### Your instructions
State how many lines of the listing below contain the string "standing", matching case exactly. Give only the number.

### Data supplied
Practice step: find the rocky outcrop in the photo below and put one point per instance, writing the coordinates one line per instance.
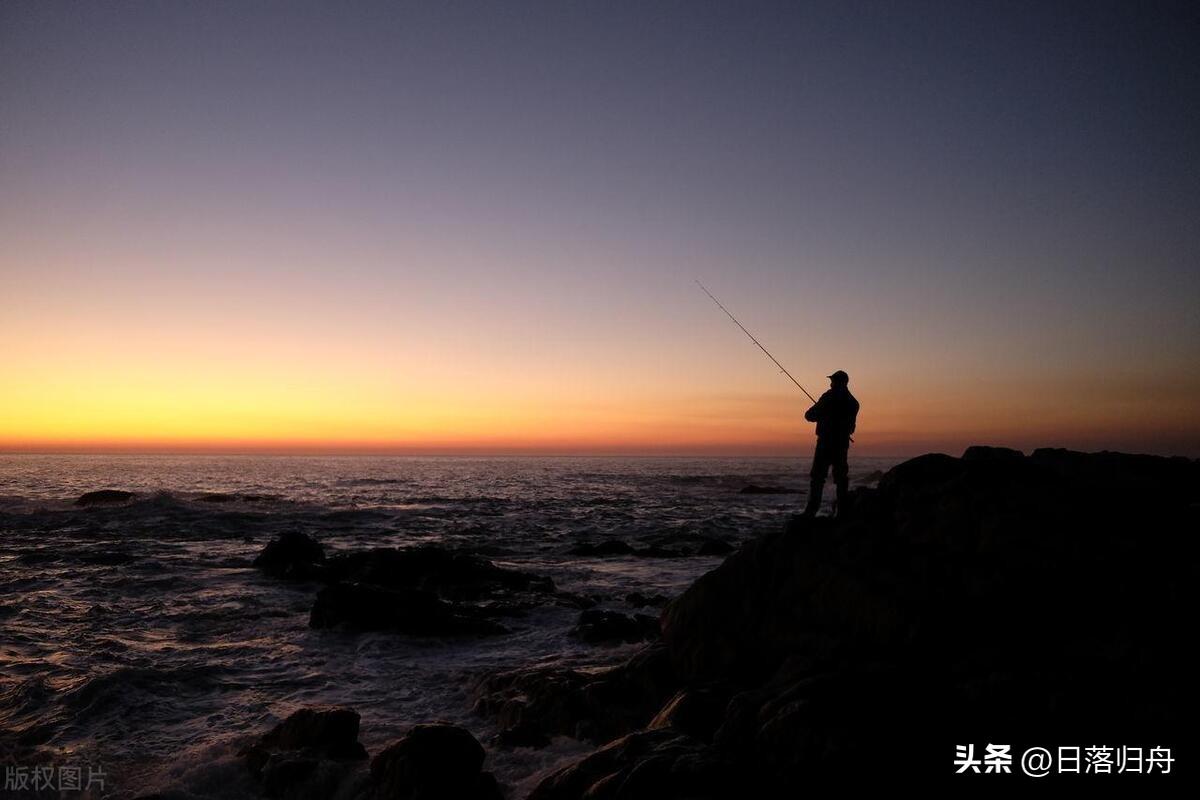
(432, 762)
(593, 705)
(293, 555)
(754, 488)
(366, 607)
(420, 591)
(307, 755)
(990, 597)
(103, 497)
(598, 626)
(647, 764)
(450, 575)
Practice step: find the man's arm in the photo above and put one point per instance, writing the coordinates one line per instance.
(817, 410)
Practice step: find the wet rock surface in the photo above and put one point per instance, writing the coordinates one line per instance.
(366, 607)
(593, 705)
(103, 497)
(598, 626)
(293, 555)
(991, 597)
(307, 755)
(431, 762)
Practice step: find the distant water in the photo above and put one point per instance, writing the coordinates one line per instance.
(139, 638)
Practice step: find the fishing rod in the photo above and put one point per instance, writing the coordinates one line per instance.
(756, 341)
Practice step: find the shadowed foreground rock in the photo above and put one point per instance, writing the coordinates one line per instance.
(593, 705)
(365, 607)
(293, 555)
(103, 497)
(1043, 600)
(432, 762)
(307, 755)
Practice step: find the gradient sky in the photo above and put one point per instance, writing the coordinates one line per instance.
(450, 227)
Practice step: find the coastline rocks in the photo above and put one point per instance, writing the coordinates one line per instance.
(615, 547)
(431, 762)
(648, 765)
(593, 705)
(611, 547)
(450, 575)
(365, 607)
(987, 595)
(307, 755)
(292, 557)
(103, 497)
(637, 600)
(597, 626)
(714, 547)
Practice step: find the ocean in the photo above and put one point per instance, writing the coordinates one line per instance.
(139, 639)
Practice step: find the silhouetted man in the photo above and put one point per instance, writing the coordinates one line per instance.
(834, 414)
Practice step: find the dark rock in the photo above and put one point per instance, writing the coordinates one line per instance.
(696, 711)
(450, 575)
(611, 547)
(987, 595)
(216, 497)
(639, 600)
(659, 552)
(979, 452)
(714, 547)
(597, 625)
(593, 705)
(103, 497)
(522, 735)
(293, 555)
(649, 765)
(309, 755)
(432, 762)
(366, 607)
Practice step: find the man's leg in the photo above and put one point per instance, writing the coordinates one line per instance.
(816, 482)
(841, 476)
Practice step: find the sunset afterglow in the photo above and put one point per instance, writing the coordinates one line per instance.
(481, 234)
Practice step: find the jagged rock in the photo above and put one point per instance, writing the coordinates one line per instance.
(714, 547)
(987, 595)
(293, 555)
(592, 705)
(103, 497)
(639, 600)
(450, 575)
(307, 755)
(611, 547)
(598, 625)
(432, 762)
(366, 607)
(696, 711)
(981, 452)
(648, 765)
(522, 735)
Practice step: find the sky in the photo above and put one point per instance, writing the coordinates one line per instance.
(475, 227)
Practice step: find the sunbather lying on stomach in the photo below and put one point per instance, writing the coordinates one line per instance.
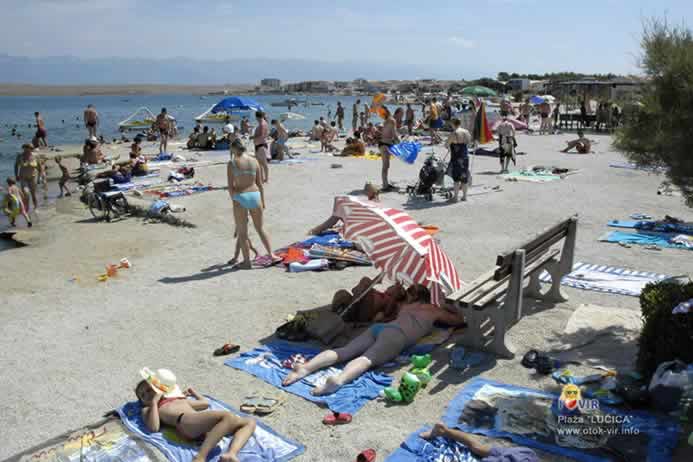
(379, 344)
(582, 145)
(191, 419)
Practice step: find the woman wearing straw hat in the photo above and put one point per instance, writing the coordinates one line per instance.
(248, 194)
(163, 403)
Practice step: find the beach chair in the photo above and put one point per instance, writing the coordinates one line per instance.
(492, 303)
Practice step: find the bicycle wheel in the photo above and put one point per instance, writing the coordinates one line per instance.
(119, 206)
(97, 206)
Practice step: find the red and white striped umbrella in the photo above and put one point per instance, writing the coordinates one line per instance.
(397, 245)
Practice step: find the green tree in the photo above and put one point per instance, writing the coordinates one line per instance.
(659, 131)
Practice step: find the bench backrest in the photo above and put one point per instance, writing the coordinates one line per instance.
(534, 248)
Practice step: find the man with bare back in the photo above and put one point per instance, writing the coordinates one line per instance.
(91, 120)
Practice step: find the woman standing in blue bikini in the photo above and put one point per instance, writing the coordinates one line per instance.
(248, 195)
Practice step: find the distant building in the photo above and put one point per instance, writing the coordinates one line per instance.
(271, 83)
(519, 84)
(317, 86)
(614, 89)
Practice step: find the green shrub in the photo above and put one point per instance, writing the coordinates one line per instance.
(665, 336)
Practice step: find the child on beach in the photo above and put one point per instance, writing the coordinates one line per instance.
(12, 204)
(485, 452)
(164, 403)
(64, 178)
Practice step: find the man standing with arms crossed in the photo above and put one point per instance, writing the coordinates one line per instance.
(355, 115)
(340, 116)
(163, 125)
(91, 120)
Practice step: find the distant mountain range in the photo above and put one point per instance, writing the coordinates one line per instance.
(67, 70)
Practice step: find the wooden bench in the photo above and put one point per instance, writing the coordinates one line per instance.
(492, 303)
(575, 120)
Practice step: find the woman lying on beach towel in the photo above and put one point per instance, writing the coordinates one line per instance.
(163, 403)
(380, 344)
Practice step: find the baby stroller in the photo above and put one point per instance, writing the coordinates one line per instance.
(430, 181)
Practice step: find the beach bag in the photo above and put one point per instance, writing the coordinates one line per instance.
(326, 326)
(406, 151)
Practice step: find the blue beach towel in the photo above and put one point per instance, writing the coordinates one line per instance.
(608, 279)
(416, 449)
(265, 363)
(328, 239)
(656, 226)
(406, 151)
(657, 437)
(264, 446)
(645, 238)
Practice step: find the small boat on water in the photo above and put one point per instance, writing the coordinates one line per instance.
(138, 121)
(287, 103)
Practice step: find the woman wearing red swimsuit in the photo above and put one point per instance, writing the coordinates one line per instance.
(163, 403)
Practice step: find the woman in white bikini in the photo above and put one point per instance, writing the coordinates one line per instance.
(381, 343)
(248, 194)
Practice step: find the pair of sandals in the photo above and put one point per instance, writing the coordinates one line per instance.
(260, 405)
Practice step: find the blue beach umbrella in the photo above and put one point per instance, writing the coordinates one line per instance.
(537, 100)
(237, 103)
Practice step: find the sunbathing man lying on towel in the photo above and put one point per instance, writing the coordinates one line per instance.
(163, 403)
(582, 145)
(374, 306)
(379, 344)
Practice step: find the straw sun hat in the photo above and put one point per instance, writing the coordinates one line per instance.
(162, 380)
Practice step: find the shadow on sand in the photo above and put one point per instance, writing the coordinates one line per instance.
(205, 273)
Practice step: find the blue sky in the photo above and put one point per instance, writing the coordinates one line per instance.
(455, 39)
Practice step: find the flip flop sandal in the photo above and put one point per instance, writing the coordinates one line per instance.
(366, 456)
(250, 404)
(268, 406)
(227, 349)
(337, 418)
(266, 261)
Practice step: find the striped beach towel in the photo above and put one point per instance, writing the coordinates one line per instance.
(608, 279)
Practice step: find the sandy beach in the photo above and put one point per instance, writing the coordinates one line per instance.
(73, 345)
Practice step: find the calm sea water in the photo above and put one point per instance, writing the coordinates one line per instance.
(63, 115)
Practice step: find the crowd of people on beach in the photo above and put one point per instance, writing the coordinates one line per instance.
(399, 317)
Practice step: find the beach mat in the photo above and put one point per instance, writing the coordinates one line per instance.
(647, 238)
(107, 440)
(654, 226)
(265, 363)
(632, 166)
(608, 279)
(529, 418)
(265, 444)
(530, 177)
(416, 449)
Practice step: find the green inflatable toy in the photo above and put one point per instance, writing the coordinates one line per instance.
(409, 386)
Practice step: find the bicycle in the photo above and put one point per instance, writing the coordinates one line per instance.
(104, 204)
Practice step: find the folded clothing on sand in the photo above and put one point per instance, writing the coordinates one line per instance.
(609, 279)
(668, 240)
(265, 445)
(265, 363)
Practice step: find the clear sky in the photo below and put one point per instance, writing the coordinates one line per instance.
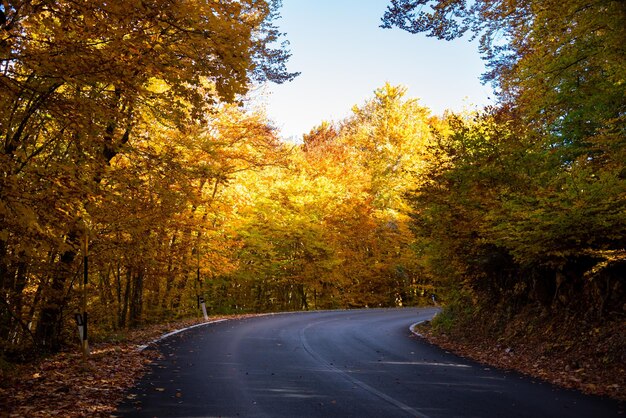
(343, 56)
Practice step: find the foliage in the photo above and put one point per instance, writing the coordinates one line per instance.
(525, 202)
(100, 103)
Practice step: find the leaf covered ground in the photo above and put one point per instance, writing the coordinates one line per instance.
(63, 386)
(568, 351)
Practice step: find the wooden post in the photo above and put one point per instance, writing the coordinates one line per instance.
(85, 341)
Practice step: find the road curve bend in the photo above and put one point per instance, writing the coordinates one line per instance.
(356, 363)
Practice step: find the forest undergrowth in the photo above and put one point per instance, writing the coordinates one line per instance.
(562, 348)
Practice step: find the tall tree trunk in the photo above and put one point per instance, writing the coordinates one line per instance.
(136, 307)
(48, 331)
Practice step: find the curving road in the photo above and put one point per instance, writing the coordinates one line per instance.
(361, 363)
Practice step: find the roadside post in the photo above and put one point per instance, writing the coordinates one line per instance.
(82, 320)
(203, 306)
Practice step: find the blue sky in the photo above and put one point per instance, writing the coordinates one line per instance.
(344, 56)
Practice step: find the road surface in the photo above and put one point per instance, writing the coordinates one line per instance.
(358, 363)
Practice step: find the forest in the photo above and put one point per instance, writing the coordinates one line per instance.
(135, 181)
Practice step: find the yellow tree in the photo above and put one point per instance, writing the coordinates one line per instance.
(76, 80)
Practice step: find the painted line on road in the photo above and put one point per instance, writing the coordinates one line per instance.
(354, 380)
(178, 331)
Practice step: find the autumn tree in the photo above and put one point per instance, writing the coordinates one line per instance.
(538, 182)
(77, 80)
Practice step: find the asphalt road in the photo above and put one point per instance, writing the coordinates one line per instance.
(360, 363)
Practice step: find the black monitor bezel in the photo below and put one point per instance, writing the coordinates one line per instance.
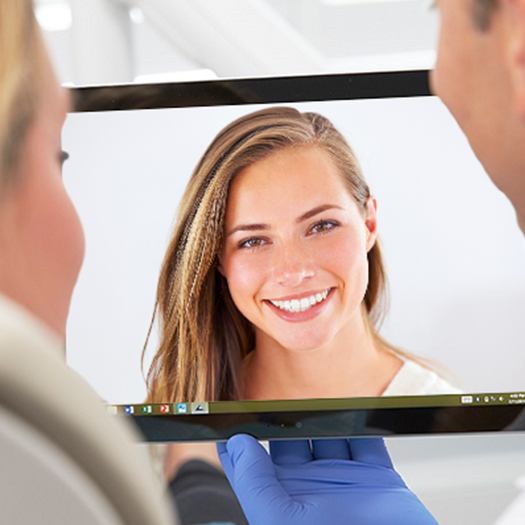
(293, 424)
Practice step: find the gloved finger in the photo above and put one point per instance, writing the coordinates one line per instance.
(331, 449)
(370, 450)
(226, 463)
(294, 452)
(253, 477)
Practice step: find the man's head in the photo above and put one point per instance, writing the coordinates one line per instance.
(480, 76)
(41, 241)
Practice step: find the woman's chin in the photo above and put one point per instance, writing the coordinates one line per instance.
(302, 343)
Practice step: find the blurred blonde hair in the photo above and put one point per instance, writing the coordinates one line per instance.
(19, 52)
(203, 337)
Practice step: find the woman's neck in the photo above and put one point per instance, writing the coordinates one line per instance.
(352, 364)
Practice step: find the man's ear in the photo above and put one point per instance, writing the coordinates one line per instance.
(513, 19)
(371, 222)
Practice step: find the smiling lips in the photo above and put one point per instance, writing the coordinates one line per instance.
(300, 308)
(303, 304)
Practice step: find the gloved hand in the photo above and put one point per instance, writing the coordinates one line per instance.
(333, 482)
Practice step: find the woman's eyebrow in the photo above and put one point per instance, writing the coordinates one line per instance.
(318, 209)
(303, 217)
(248, 228)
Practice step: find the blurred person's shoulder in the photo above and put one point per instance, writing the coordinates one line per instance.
(416, 379)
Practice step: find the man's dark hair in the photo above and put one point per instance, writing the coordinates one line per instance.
(482, 12)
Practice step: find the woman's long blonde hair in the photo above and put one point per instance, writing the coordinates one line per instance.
(19, 53)
(203, 337)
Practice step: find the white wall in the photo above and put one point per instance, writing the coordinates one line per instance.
(455, 256)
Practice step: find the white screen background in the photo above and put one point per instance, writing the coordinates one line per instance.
(455, 257)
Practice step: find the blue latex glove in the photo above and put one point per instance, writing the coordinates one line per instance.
(333, 482)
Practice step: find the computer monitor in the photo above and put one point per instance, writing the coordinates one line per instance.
(447, 356)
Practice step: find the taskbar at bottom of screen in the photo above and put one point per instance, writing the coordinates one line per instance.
(298, 405)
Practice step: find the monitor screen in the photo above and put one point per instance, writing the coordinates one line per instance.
(326, 254)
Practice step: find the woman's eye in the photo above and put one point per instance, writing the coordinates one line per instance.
(323, 226)
(252, 242)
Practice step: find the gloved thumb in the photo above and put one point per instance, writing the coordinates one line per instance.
(252, 475)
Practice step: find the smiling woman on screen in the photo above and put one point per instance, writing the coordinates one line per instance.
(273, 284)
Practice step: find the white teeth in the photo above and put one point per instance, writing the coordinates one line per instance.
(301, 305)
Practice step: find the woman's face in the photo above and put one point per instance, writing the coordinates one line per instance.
(295, 252)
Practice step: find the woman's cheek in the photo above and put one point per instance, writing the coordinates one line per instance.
(246, 276)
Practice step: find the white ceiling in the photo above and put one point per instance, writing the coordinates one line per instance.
(107, 41)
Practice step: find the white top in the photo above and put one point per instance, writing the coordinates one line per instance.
(412, 379)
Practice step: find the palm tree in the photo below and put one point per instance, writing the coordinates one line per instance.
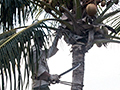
(80, 26)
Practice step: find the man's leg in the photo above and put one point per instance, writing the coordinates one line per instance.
(44, 87)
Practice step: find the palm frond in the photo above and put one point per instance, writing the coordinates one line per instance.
(16, 47)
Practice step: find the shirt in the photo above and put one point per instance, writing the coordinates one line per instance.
(42, 64)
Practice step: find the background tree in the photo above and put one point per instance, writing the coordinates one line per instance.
(81, 22)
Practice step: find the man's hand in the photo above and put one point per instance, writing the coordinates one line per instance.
(54, 78)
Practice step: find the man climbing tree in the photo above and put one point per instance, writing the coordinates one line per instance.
(41, 77)
(81, 24)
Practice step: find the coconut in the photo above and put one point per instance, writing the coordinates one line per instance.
(117, 1)
(91, 9)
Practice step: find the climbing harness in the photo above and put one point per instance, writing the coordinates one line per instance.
(73, 68)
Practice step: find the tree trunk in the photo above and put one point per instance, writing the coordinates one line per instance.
(78, 53)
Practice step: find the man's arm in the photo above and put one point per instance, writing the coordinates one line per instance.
(53, 49)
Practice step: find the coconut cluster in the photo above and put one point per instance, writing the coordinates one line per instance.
(57, 4)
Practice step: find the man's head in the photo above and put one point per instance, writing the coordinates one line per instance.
(39, 41)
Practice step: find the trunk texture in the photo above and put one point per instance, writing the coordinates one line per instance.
(78, 53)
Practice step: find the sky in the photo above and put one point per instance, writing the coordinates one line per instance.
(102, 67)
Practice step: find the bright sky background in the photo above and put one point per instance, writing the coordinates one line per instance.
(102, 67)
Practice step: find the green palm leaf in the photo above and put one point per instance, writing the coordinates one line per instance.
(12, 49)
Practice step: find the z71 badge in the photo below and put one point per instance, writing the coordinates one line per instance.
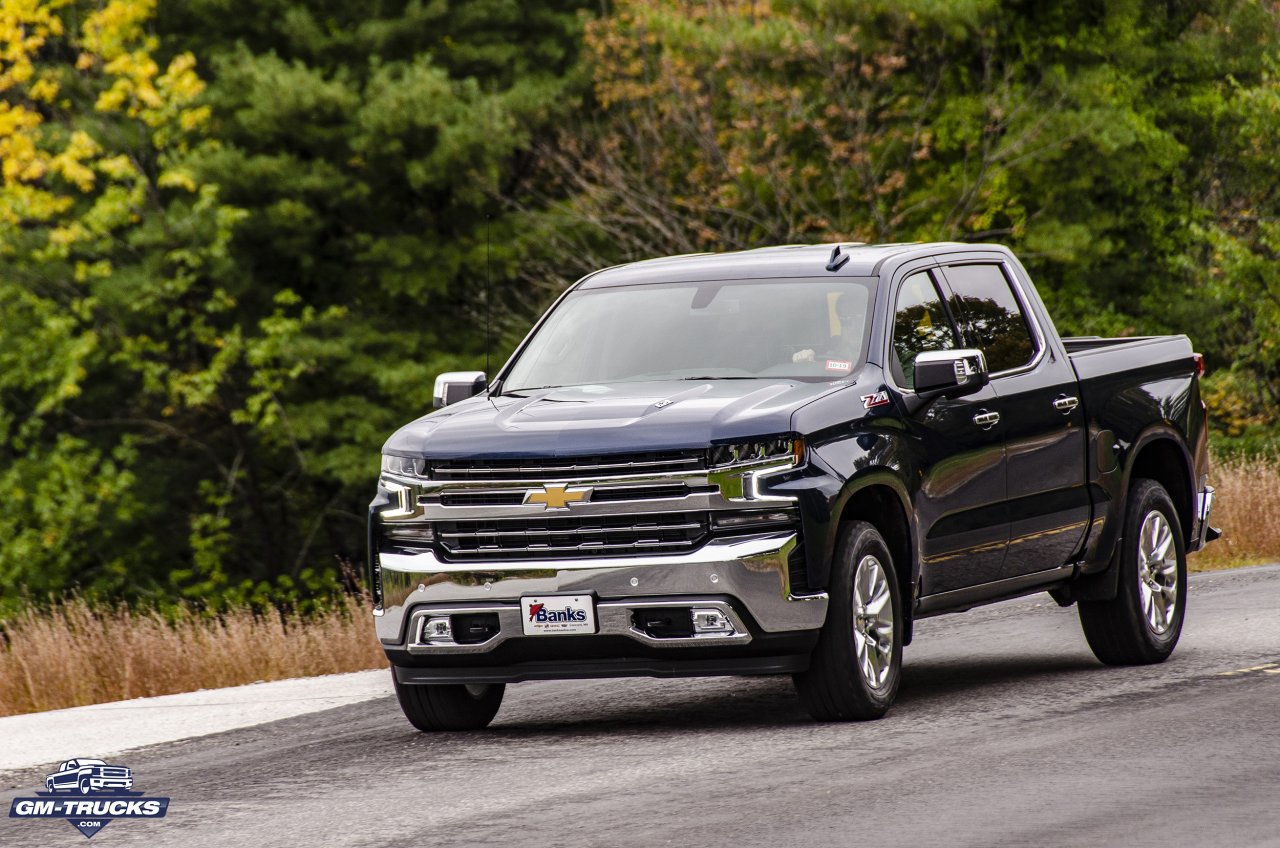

### Answer to this problem
2